Given exercise
Pick out the lines of the material below that contain the word "each", and copy them.

Records shown
>> start
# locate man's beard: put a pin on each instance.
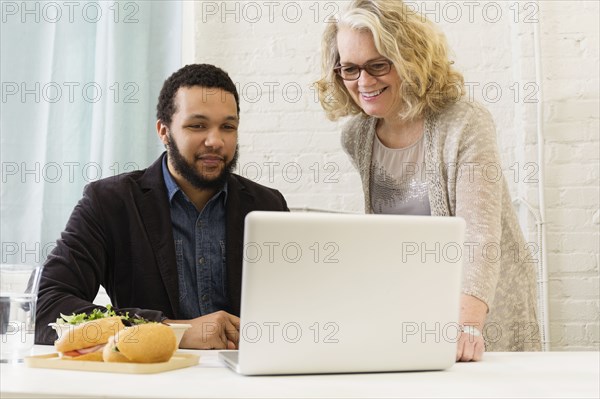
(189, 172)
>> end
>> start
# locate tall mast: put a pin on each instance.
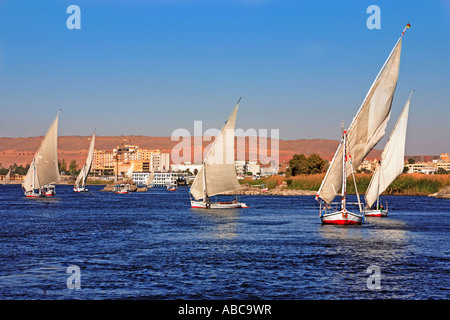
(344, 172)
>> end
>> start
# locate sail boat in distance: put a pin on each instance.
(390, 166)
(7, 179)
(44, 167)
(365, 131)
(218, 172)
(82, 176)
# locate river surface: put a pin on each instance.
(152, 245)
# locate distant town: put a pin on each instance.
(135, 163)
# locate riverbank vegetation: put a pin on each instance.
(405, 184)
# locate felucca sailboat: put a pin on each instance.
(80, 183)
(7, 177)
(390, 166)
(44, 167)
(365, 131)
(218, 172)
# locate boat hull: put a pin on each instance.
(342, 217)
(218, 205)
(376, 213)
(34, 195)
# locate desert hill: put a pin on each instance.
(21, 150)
>> end
Solution for this exercise
# locate man's beard: put a pin on each instance.
# locate tall mast: put a pin on each instance.
# locate sail boat in distance: put a pin on each instance.
# locate river surface: put a pin on each instance.
# locate distant town: put a pin on each instance.
# locate riverbank vegetation: put a pin on each instance.
# locate felucca sailboat: put a pin on each instance.
# locate boat hull: put a pin on each instance.
# locate desert hill: put a pin on each instance.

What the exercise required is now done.